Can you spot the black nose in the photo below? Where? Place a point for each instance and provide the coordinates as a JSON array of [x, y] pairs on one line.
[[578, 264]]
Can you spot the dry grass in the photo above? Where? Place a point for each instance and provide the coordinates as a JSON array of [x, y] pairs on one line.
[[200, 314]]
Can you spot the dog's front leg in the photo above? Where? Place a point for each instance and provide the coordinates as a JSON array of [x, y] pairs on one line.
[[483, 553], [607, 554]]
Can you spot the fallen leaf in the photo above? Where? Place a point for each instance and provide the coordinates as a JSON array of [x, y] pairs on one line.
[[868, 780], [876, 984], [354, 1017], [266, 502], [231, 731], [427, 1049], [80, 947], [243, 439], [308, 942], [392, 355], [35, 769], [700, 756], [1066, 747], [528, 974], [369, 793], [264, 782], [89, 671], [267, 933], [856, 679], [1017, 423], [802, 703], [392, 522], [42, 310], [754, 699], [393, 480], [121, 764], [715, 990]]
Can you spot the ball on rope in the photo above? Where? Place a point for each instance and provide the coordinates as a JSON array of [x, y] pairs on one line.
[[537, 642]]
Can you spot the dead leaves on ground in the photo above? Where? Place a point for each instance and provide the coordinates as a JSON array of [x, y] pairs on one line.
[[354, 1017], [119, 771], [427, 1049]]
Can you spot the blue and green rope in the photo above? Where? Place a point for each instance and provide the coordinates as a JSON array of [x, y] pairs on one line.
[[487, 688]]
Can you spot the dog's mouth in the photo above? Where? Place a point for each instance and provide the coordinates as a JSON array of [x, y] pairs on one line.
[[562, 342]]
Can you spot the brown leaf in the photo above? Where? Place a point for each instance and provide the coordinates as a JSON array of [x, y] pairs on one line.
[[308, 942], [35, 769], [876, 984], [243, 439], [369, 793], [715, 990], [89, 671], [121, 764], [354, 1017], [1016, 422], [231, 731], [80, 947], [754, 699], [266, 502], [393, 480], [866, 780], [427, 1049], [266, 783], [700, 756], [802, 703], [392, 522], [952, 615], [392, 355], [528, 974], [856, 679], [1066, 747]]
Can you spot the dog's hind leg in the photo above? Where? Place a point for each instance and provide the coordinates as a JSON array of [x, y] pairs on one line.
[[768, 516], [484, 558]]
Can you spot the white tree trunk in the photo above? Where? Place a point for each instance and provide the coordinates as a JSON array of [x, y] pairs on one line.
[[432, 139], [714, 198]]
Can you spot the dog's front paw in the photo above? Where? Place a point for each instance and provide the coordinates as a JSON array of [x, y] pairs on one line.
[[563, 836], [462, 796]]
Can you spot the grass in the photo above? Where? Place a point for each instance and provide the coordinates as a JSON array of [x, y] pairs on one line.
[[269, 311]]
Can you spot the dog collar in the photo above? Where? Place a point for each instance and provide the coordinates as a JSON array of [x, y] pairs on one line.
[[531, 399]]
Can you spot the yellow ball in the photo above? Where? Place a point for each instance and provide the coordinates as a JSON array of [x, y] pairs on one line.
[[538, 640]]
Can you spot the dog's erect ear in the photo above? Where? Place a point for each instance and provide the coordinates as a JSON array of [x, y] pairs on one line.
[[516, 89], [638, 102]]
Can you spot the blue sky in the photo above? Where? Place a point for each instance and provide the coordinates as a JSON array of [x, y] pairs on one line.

■ ■ ■

Prompt: Revise the entries above so that "Can you spot" becomes "Can you find" wherever it occurs, keeping every other word unchanged.

Finished task:
Can you find the black nose in the photo below? Where? Place a point for each instance and provide the coordinates as a JSON array of [x, y] pairs on one line.
[[578, 264]]
Can you find the dry grass in the photo above? Where? Place a point for each instance and provide the coordinates as a JSON array of [x, y] pairs on one line.
[[200, 314]]
Can you find the dog's front leg in the photo above? Where? Place a point for each instance and provide the coordinates as a JSON array of [x, y] pairs on one line.
[[483, 553], [607, 554]]
Can you find the fallen leaf in the photo above? Where? Place a point for each instance and provide the coordinates as a JSON array of [x, y] pairs on one line.
[[868, 780], [876, 984], [354, 1017], [266, 502], [231, 731], [427, 1049], [80, 947], [243, 439], [308, 942], [392, 355], [35, 769], [700, 756], [1066, 747], [528, 974], [369, 793], [264, 782], [89, 671], [267, 933], [856, 679], [1017, 423], [802, 703], [392, 522], [42, 310], [754, 699], [393, 480], [121, 764], [715, 990]]
Can you find the ball on rope in the photo above? Where? Place a point for each instance and provide the coordinates as a JSON array of [x, y] pairs on one line.
[[537, 642]]
Can you find the dead leaves on ground in the photo above? Where? Place a point for each instance and provide the coordinates as a JSON array of [x, y] pairs on one line.
[[354, 1017], [119, 771], [427, 1049]]
Can you find the blue and green rope in the photo above? Where? Place a point for each instance and provide the coordinates as a JSON array of [x, y] pairs on one line.
[[487, 688]]
Can you find the dog's mouth in the photo above? Where? Place a point for each instance and provide the coordinates as a JSON array of [x, y] pairs on one line.
[[562, 342]]
Can you find the brown leaf in the photo above? Where? Place a point for each instance and provide the coordinates as a JSON array of [x, y] pairs on one line.
[[308, 942], [35, 769], [876, 984], [243, 439], [369, 793], [715, 990], [89, 671], [121, 764], [354, 1017], [1016, 422], [231, 731], [80, 947], [754, 699], [266, 502], [393, 480], [866, 780], [427, 1049], [266, 783], [700, 756], [802, 703], [392, 522], [952, 615], [392, 355], [528, 974], [856, 679], [1066, 747]]
Can you find the dog's hind leg in the photo above? Where? Place a point for each instance and provide the coordinates as a JSON array of [x, y] pairs on one line.
[[768, 516], [484, 558]]
Can you find the white tree trunk in the photo above? Where? Place a point for each instance and provide the coordinates as a JSON array of [x, y] pairs on one line.
[[432, 139], [714, 198]]
Can you find the dog's front paw in the photo above? Where? Place a point for each instance and provide the coordinates as a JSON array of [x, y] pairs on one line.
[[563, 836], [462, 796]]
Can you find the grass in the photo above? Where? Place a point for each instance and provide the coordinates as a JSON array of [x, y] pairs on one line.
[[269, 311]]
Can you find the dog collar in the photo above? Where? Place a point for each instance and provide the coordinates as a JSON array of [x, y] pairs on one line.
[[531, 399]]
Can you find the yellow ball in the photo above? Where? Place a point for each instance and provide the coordinates as a JSON array of [x, y] pairs on one line.
[[538, 640]]
Can you find the dog's erect ear in the photo above? Where? Place a point for each instance and provide the coordinates as a JSON array of [x, y] pairs on one line.
[[516, 89], [638, 102]]
Can you find the blue sky in the photo above? Where? Place a point for each instance and provide the coordinates as a JSON array of [x, y] pairs on one line.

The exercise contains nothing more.